» À faire
A. Dressez la liste de tous les jeux vidéo cités par leur nom dans le texte extrait.
B. Transcrivez fidèlement le passage du texte extrait qui commence par « Ma première expérience » et se termine par « des jeux vidéo. ».
C. Répondez à ces questions sur le texte extrait :
(i) À quel âge la personne qui parle fréquentait-elle souvent une salle d'arcade ?
(ii) Quelle entreprise a développé Space Invaders ?
(iii) Qu'est-ce qui explique le temps passé dans la salle d'arcade ?

Quelle a été votre première expérience vidéoludique ?

Ma première expérience vidéoludique ? Space Invaders, quand j’étais enfant. En fait, quand j’avais sept ou huit ans, je traînais souvent dans une salle d’arcade près de chez moi. Si je passais beaucoup de temps là-bas, c’est parce que les tarifs étaient vraiment très bas ! Je jouais énormément, à presque tous les jeux : Space Invaders, Galaga, Galaxian…  Si je mets de côté Space Invaders,qui a été développé par Taito, tous les jeux auxquels je jouais étaient produits par Namco. Pour moi, les développeurs de cette entreprise étaient des dieux incarnés sur terre. Il fallait absolument que je rentre dans cette industrie, que je sache qui étaient ces gens et que je devienne comme eux, que je créé des jeux vidéo.

» Données affichées
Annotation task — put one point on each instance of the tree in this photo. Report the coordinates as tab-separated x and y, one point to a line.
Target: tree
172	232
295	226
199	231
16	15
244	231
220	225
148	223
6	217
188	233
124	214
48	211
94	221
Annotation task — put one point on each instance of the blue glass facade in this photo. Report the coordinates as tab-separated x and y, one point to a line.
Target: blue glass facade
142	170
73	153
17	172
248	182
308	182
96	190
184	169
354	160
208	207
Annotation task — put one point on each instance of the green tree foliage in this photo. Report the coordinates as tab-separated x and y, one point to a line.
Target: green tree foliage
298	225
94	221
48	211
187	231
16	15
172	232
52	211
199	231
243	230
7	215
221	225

» Réponses par consigne
A. Space Invaders, Galaga, Galaxian

B.
Ma première expérience vidéoludique ? Space Invaders, quand j’étais enfant. En fait, quand j’avais sept ou huit ans, je traînais souvent dans une salle d’arcade près de chez moi. Si je passais beaucoup de temps là-bas, c’est parce que les tarifs étaient vraiment très bas ! Je jouais énormément, à presque tous les jeux : Space Invaders, Galaga, Galaxian…  Si je mets de côté Space Invaders,qui a été développé par Taito, tous les jeux auxquels je jouais étaient produits par Namco. Pour moi, les développeurs de cette entreprise étaient des dieux incarnés sur terre. Il fallait absolument que je rentre dans cette industrie, que je sache qui étaient ces gens et que je devienne comme eux, que je créé des jeux vidéo.

C.
(i) À sept ou huit ans.
(ii) Taito.
(iii) Les tarifs y étaient vraiment très bas.